*** Opening RECORDS TO USE ***

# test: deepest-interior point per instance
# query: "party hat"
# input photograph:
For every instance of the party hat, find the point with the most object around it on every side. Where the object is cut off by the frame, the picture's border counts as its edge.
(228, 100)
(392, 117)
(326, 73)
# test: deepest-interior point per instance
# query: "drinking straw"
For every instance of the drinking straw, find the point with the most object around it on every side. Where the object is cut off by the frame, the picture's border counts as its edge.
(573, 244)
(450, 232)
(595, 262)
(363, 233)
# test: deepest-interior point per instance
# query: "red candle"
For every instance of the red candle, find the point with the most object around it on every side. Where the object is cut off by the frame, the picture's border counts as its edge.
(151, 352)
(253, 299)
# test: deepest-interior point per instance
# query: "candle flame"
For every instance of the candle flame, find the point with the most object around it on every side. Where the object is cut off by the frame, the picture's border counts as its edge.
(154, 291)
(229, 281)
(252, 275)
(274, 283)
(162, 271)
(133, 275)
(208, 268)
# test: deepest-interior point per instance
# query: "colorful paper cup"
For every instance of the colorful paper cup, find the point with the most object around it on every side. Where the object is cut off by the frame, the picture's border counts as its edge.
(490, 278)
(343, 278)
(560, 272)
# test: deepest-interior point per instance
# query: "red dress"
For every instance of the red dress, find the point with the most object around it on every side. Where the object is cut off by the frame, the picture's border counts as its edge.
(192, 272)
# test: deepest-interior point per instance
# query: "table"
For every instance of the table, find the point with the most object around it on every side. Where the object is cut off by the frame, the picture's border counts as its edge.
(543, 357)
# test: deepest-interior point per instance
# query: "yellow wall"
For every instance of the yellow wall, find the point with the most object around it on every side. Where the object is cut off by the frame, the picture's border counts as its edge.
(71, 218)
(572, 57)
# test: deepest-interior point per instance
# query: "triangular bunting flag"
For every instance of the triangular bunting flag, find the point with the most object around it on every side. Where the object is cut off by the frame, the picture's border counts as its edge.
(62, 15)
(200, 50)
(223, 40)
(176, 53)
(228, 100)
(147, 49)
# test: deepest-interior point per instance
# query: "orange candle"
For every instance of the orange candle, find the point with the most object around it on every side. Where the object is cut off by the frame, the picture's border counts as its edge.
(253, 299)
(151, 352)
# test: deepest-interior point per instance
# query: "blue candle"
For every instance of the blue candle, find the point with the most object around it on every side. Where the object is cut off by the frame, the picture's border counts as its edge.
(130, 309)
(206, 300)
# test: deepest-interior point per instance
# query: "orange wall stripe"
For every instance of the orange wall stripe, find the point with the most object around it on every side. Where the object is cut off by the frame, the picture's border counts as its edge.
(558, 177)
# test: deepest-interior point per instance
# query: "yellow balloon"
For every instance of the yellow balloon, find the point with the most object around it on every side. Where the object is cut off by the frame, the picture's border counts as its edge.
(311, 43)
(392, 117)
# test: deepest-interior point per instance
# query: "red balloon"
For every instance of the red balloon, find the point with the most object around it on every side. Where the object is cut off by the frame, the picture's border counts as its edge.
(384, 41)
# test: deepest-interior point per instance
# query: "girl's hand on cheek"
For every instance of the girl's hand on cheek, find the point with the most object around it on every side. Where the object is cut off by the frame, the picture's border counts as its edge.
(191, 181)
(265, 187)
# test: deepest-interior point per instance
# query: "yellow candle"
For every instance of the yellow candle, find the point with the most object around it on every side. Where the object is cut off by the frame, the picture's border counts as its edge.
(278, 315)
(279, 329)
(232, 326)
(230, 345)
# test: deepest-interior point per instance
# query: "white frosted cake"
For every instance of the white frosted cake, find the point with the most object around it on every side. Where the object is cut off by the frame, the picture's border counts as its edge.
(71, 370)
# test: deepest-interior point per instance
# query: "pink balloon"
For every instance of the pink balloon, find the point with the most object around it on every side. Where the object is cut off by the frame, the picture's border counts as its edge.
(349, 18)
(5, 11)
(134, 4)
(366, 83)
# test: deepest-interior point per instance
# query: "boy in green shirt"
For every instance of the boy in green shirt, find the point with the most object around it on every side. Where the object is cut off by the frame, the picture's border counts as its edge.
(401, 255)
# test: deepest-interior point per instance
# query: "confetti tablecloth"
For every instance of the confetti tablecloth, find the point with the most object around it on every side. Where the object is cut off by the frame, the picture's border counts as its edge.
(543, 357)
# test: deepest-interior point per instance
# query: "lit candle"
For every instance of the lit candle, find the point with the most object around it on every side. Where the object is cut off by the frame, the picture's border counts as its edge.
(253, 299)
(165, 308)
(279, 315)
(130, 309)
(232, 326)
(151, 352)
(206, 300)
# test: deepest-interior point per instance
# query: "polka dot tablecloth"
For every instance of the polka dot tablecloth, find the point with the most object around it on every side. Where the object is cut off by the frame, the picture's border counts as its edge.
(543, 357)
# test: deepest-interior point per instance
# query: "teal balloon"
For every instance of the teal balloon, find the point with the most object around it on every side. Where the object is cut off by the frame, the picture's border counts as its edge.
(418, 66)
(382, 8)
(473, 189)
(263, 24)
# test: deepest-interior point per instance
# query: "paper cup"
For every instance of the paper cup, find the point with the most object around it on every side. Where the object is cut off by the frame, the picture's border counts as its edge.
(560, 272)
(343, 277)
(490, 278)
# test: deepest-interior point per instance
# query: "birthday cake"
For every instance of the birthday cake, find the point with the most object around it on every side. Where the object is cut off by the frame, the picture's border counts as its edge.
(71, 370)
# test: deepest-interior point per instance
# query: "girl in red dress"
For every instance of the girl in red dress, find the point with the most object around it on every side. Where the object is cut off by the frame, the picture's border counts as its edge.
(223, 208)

*** Closing RECORDS TO USE ***

# WORK TO COMPLETE:
So that nothing is lost, please reproduce each entry exactly as written.

# FINISHED TASK:
# test: deepest-interior point per instance
# query: "party hat"
# input photograph:
For every instance of the party hat, find the point with the most object around it on every side. Where the object is cut off by the frame, the picture's border counts as its edge.
(228, 100)
(392, 117)
(326, 73)
# test: deepest-interior point per instance
# query: "drinking straw"
For every instance of the drinking straw, find the point with the most object around it on every side. Where the object is cut off by the frame, the picture's border counts as its edge.
(573, 244)
(450, 232)
(595, 262)
(363, 233)
# test: deepest-interior point per instance
# query: "red candle"
For every instance of the red candle, find the point with the most object around it on every side. Where the object is cut off by the frame, the picture's border counts as its edge.
(151, 352)
(253, 299)
# test: deepest-interior point per instance
# query: "candle flame"
For every instance of the candle flame, find the point with the most object around it on every side. Where the object is cut off by the frame, the picture's border counts as its edge.
(154, 291)
(229, 281)
(252, 275)
(274, 283)
(162, 271)
(133, 275)
(208, 268)
# test: deepest-interior point per instance
# query: "colorful paper cup"
For every instance of the colorful paper cup, find the point with the most object around it on every side. Where the object is cut off by the frame, the picture's border counts as its edge.
(490, 278)
(343, 278)
(560, 272)
# test: deepest-interior point per instance
# query: "red dress"
For every instance of the red dress, find the point with the most object around it on every side. Where the object is cut off by the frame, the picture's border counts as its edge.
(192, 272)
# test: deepest-interior point per instance
# query: "table"
For every instance of the table, find the point with the most object around it on every side. Where the object is cut off by the frame, the picture's border counts as its edge.
(543, 357)
# test: deepest-interior point per instance
# query: "yellow wall"
For every instance of the yellow wall, find the point with the most object around it on every side. Where the object is cut off by the frame, the picture's border counts as its edge.
(71, 218)
(572, 57)
# test: deepest-interior point per instance
# query: "triangular bunting flag"
For every instance of the triangular bunting flag, find the point with the most object around it on every side. Where the object is cut off by the frame, the picture's border counts as its edge.
(62, 15)
(200, 50)
(223, 40)
(176, 53)
(228, 100)
(147, 49)
# test: deepest-interior point per instance
# query: "orange candle"
For every instance of the orange candle, find the point with the most object around it on every side. Where the object is cut off by the frame, the picture's border counts as its edge.
(253, 299)
(151, 352)
# test: deepest-interior point per instance
# query: "blue candle"
For every instance of the blue candle, find the point with the most object around it on every side. Where the object is cut off by the frame, the picture's border counts as its edge.
(130, 309)
(206, 300)
# test: deepest-interior point per instance
# query: "orange wall stripe"
For every instance of the orange wall stripe, find the point with the most object around it on every side. Where the object is cut off by the frame, the picture's border counts as its edge.
(558, 177)
# test: deepest-interior point per instance
# query: "yellow balloon"
For every instance of the yellow balloon, find the point with the most object around it on every side. Where the object is cut off by the frame, the picture's border counts as its edge.
(311, 43)
(392, 117)
# test: deepest-interior point per instance
# query: "red balloon"
For every instance of the red balloon, find the point with the most object around it on every side. Where the object is cut off by the frame, the picture's border counts as its edge.
(384, 41)
# test: deepest-interior point per instance
# query: "girl's hand on cheek"
For every instance of the girl's hand on cheek, find the point with the most object around it on every side. Where the object is cut off by the frame, the picture's border counts as its edge.
(191, 181)
(265, 187)
# test: deepest-interior point per instance
# query: "yellow candle"
For every instance of the yellow candle, find the point with the most object around it on every side. Where the object is cut off by the frame, the picture's border counts as its edge.
(278, 315)
(279, 329)
(232, 326)
(230, 345)
# test: deepest-interior point per instance
# query: "white frosted cake"
For every instance of the white frosted cake, find the point with the most object around it on every side. Where the object is cut off by the frame, the picture's border counts as its edge.
(71, 370)
# test: deepest-interior point per instance
# query: "pink balloon"
For every instance of the pink balloon, find the point with the most object around it on every side. Where the object is cut off by the frame, the picture's border counts as its edge.
(349, 18)
(5, 11)
(134, 4)
(366, 83)
# test: deepest-interior point per instance
# query: "boy in green shirt"
For every instance of the boy in green shirt, find the point with the most object around it on every side. Where the object is cut off by the frame, the picture's border counts as its edge.
(401, 255)
# test: deepest-interior point per instance
# query: "confetti tablecloth"
For every instance of the confetti tablecloth, find the point with the most object around it on every side. Where the object is cut off by the frame, the picture's border counts as its edge.
(543, 357)
# test: deepest-interior point per instance
# query: "lit candle"
For every instance of the lit candle, find the point with the most object around it on every side. Where the object is cut off by the frame, the picture's border counts as its edge.
(253, 299)
(165, 308)
(279, 315)
(130, 309)
(232, 326)
(151, 352)
(206, 300)
# test: deepest-interior point per instance
# query: "polka dot tablecloth"
For every instance of the polka dot tablecloth, find the point with the most object around it on every side. Where the object is cut off by the frame, the picture's border counts as its edge.
(543, 357)
# test: deepest-interior point per instance
# query: "teal balloon"
For every instance of the teal balloon, find the point with the most object around it on every side. Where the object is cut off by the frame, the picture's border counts as its edge.
(418, 66)
(382, 8)
(473, 189)
(263, 24)
# test: deepest-interior point per instance
# query: "paper cup"
For every instance of the paper cup, find the point with the most object around it on every side. Where the object is cut off by the frame, the picture's border counts as its edge.
(560, 272)
(343, 277)
(490, 278)
# test: deepest-interior point per instance
# query: "birthday cake"
For every instance of the birthday cake, find the point with the most object around it on every side. Where the object is cut off by the frame, the picture's border counts as its edge.
(71, 370)
# test: deepest-interior point per instance
# query: "girl in red dress"
For every instance of the girl in red dress, find the point with the most object around it on every side. Where the object is cut off by the frame, the picture's border counts as its edge.
(223, 208)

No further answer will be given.